* THE PROBLEM: Copy the items from the line with "Target: deer belly" through the line with "663 259 L 704", swapping "deer belly" for "deer antler" and leaving everything else the same.

* MATERIAL FOR THIS TASK:
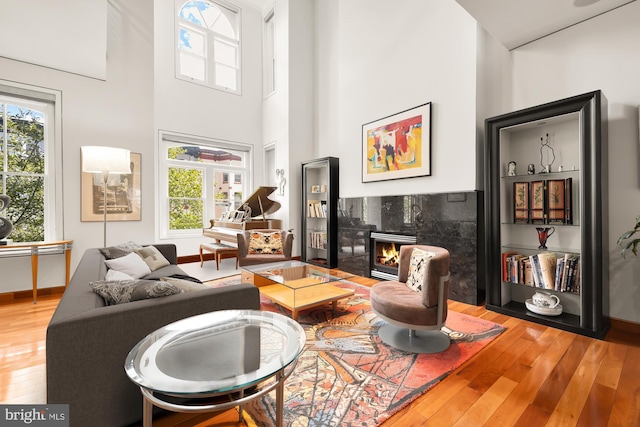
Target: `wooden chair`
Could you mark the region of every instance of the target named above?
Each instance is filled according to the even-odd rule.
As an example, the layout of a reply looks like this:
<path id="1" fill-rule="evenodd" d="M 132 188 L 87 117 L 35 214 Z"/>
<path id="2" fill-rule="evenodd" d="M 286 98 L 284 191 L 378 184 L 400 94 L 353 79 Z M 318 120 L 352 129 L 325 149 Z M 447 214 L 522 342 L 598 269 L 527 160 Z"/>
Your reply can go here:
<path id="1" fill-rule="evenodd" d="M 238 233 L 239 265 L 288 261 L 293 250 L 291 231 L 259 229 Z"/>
==
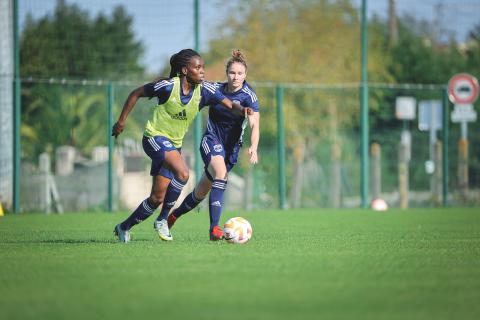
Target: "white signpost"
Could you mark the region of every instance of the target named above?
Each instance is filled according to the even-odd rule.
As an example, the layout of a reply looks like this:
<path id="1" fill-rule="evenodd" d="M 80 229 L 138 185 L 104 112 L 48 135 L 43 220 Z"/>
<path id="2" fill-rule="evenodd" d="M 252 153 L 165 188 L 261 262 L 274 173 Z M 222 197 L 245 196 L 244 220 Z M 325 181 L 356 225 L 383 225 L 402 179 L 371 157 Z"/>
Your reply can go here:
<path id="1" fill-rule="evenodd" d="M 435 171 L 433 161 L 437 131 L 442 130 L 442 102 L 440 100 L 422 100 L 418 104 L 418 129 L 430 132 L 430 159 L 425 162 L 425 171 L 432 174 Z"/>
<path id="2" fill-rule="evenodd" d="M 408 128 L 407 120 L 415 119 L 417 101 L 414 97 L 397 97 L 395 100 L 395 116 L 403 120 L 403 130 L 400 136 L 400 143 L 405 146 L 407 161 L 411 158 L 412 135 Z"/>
...
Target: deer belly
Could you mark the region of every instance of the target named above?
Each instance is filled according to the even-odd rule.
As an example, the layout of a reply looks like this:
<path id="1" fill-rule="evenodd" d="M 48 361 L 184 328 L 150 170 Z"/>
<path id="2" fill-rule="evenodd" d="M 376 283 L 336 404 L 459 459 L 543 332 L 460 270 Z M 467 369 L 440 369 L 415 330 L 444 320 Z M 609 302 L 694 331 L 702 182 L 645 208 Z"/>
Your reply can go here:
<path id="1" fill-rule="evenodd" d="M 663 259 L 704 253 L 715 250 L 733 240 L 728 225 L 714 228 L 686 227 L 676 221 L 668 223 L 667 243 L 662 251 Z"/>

* TASK RESULT:
Target: deer antler
Could you mark the region of every instance of the target named above?
Each instance is filled according to the even-odd rule.
As an example, the layout of a reply looks like this:
<path id="1" fill-rule="evenodd" d="M 48 361 L 184 328 L 150 170 Z"/>
<path id="2" fill-rule="evenodd" d="M 376 283 L 336 404 L 459 459 L 543 332 L 460 270 Z M 467 369 L 440 369 L 415 330 L 444 320 Z M 609 302 L 694 331 L 702 182 L 645 208 Z"/>
Your reply can go here:
<path id="1" fill-rule="evenodd" d="M 663 259 L 704 253 L 715 250 L 733 240 L 728 225 L 714 228 L 686 227 L 676 221 L 668 223 L 667 243 L 662 251 Z"/>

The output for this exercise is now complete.